KUTIPAN TEKS>
-*-

RI vs AS: Perang Akuisisi Perusahaan, dari Softex Hingga Rokok

2 hours ago 1

Jakarta, CNBC Indonesia - Di tengah dinamika persaingan ekonomi global yang semakin kompleks, akuisisi lintas negara telah menjadi strategi utama bagi perusahaan multinasional. Akuisisi dimaksudkan untuk mempertahankan pertumbuhan dan memperkuat keunggulan kompetitifnya.

Perusahaan-perusahaan Amerika Serikat (AS) termasuk di kelompok pemain yang paling agresif dalam memanfaatkan strategi ini, bukan hanya di kawasan Eropa atau Amerika Latin, tetapi juga di Asia Tenggara, khususnya Indonesia.

Indonesia sendiri bukan sekadar pasar berkembang biasa.

Dengan jumlah penduduk lebih dari 286 juta orang, struktur demografi yang dominan usia produktif, serta pertumbuhan konsumsi domestik yang stabil dalam jangka panjang, Indonesia menawarkan kombinasi pasar yang jarang dimiliki negara lain.

-*-

DATA MENTAH>
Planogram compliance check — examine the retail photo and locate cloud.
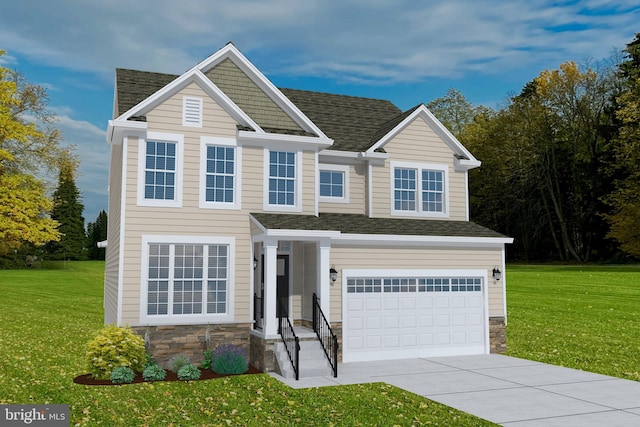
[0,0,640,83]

-*-

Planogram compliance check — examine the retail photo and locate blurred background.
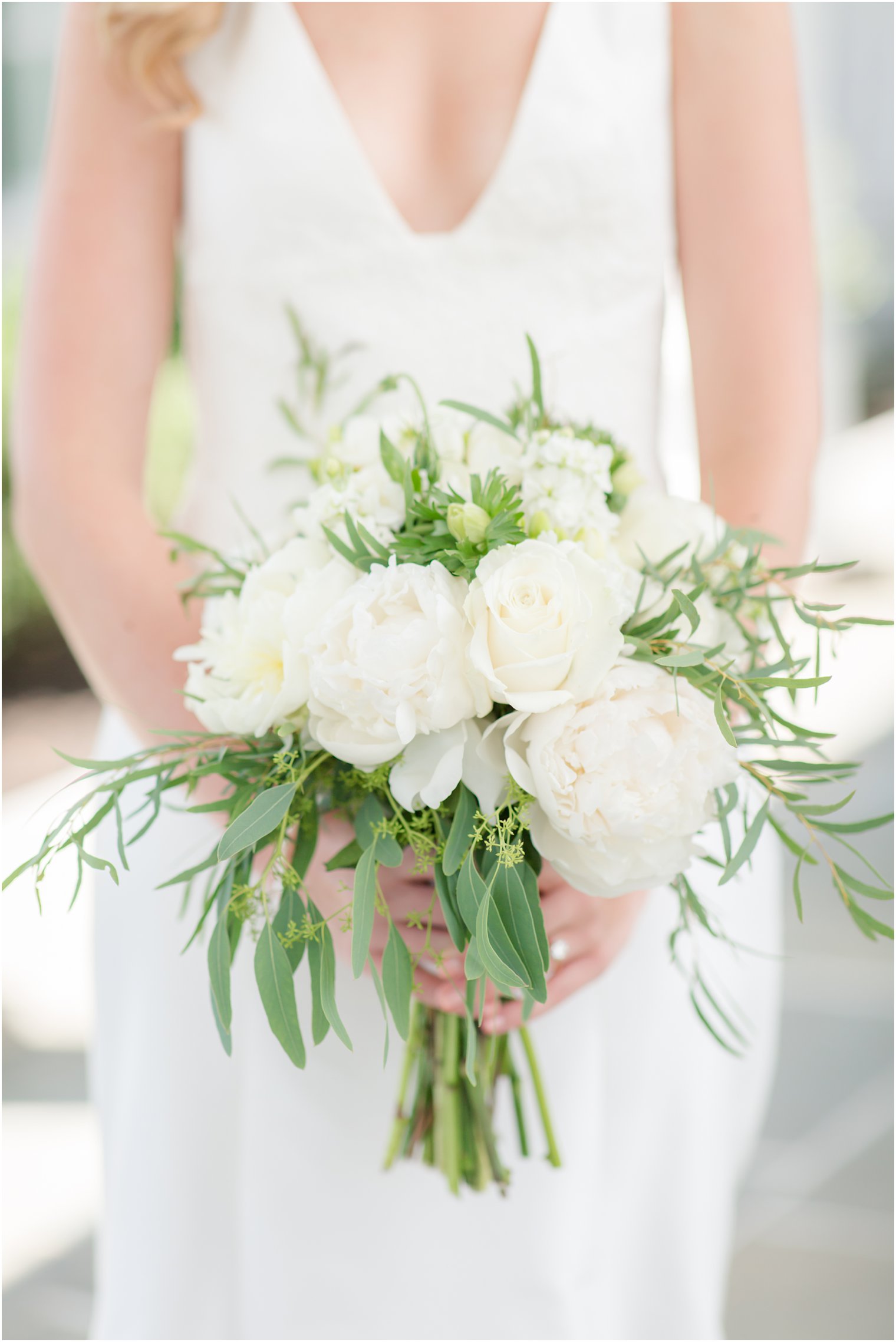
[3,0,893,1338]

-*-

SOAL LATIHAN>
[a] Menurut artikel tentang akuisisi lintas negara, berapa jumlah penduduk Indonesia?
[b] Tuliskan kembali tanpa perubahan bagian artikel tentang akuisisi lintas negara, mulai dari "RI vs AS: Perang" sampai dengan "memperkuat keunggulan kompetitifnya.".

JAWABAN TIAP SOAL>
[a] Lebih dari 286 juta orang.

[b]
RI vs AS: Perang Akuisisi Perusahaan, dari Softex Hingga Rokok

2 hours ago 1

Jakarta, CNBC Indonesia - Di tengah dinamika persaingan ekonomi global yang semakin kompleks, akuisisi lintas negara telah menjadi strategi utama bagi perusahaan multinasional. Akuisisi dimaksudkan untuk mempertahankan pertumbuhan dan memperkuat keunggulan kompetitifnya.